Phrase grounding data
....

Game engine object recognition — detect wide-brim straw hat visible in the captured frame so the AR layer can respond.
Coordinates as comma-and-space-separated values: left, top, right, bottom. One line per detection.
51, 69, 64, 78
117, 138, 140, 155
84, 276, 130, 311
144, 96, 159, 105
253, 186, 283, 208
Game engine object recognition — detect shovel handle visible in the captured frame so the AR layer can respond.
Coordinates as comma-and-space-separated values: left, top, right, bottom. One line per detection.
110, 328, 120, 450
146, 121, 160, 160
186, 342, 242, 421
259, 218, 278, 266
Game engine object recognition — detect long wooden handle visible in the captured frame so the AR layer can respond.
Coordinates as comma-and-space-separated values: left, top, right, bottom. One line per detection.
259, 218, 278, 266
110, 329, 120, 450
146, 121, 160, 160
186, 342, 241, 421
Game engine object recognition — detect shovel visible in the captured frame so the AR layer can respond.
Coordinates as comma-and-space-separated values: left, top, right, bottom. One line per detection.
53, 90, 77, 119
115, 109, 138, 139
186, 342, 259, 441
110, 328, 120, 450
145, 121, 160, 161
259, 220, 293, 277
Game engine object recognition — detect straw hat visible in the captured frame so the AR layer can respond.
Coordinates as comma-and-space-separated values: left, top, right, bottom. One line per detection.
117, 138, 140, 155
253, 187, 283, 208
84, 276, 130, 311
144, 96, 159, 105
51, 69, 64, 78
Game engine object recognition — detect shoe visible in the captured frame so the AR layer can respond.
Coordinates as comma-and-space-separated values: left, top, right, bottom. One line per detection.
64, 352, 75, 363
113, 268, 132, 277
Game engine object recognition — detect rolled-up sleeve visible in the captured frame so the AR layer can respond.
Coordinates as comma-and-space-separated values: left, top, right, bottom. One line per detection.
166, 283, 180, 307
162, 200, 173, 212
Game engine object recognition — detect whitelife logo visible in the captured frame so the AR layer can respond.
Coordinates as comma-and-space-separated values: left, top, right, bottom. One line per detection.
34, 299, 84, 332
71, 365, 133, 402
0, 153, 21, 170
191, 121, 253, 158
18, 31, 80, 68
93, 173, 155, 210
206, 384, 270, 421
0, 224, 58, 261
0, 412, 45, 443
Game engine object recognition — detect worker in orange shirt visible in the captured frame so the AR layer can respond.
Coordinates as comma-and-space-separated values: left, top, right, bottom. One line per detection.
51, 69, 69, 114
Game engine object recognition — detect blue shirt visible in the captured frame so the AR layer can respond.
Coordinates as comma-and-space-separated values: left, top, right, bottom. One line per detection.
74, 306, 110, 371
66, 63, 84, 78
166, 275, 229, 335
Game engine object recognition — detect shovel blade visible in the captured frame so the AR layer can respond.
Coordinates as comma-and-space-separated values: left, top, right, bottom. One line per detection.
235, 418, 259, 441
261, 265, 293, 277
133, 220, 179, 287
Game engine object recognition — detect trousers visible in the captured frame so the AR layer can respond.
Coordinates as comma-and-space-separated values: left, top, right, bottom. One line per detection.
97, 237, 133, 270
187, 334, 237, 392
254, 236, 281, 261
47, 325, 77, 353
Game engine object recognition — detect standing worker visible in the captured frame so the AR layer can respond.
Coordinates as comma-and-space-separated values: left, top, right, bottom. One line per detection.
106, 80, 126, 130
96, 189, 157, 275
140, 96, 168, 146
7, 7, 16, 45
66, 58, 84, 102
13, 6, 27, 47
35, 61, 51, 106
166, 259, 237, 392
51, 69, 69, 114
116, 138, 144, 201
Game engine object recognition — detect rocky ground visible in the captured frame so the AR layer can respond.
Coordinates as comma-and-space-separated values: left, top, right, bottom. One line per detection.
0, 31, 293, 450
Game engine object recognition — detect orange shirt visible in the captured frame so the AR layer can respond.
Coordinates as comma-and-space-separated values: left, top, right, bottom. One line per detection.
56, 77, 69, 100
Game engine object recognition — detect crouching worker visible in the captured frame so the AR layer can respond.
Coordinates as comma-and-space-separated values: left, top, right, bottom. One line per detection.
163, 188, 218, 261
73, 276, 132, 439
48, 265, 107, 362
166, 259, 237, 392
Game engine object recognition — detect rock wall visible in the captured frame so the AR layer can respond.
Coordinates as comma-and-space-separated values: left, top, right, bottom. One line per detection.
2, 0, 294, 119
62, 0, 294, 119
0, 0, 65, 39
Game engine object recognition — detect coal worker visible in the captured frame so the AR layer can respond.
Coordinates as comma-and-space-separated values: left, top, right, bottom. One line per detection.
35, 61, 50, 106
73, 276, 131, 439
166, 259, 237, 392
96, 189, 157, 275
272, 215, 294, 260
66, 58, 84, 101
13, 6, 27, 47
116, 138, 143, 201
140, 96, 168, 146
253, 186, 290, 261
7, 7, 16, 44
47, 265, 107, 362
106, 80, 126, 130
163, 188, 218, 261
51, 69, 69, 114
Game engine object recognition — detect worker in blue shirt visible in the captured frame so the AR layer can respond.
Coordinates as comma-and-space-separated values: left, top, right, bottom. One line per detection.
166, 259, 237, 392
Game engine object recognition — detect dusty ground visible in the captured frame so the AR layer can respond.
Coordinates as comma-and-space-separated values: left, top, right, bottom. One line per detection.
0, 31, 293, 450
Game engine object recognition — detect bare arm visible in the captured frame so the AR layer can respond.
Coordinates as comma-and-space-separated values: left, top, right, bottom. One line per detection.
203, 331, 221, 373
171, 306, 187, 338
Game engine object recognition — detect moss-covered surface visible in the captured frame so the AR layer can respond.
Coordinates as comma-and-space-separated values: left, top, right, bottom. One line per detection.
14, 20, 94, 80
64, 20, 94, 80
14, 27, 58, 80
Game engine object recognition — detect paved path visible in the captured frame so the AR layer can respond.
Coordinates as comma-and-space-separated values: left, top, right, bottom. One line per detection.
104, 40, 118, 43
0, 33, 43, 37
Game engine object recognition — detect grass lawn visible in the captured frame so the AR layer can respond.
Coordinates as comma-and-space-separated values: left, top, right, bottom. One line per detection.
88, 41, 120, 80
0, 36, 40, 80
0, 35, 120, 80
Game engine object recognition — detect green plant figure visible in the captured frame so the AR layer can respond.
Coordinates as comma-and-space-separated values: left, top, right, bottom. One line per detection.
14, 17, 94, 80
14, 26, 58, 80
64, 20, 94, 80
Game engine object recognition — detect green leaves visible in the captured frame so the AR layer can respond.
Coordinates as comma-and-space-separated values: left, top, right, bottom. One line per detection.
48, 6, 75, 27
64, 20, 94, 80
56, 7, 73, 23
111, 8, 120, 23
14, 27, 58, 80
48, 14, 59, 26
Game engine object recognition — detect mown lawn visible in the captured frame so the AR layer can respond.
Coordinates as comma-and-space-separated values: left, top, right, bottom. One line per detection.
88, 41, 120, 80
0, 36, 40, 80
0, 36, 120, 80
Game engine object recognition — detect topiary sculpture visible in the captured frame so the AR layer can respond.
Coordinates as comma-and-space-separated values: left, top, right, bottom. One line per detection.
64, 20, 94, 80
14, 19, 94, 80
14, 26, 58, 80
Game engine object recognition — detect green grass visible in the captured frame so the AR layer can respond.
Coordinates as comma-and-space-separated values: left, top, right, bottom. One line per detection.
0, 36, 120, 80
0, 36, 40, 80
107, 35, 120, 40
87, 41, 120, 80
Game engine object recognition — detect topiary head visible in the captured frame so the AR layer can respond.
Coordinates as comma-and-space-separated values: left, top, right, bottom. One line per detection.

....

Which lines above contain the word "blue"? Copy each of them.

Game engine object recognition — detect blue shirt visible in the captured frame so the AR layer can respond.
Game engine object recognition — detect worker in blue shirt visible in the captured frame so the AR layer can respond.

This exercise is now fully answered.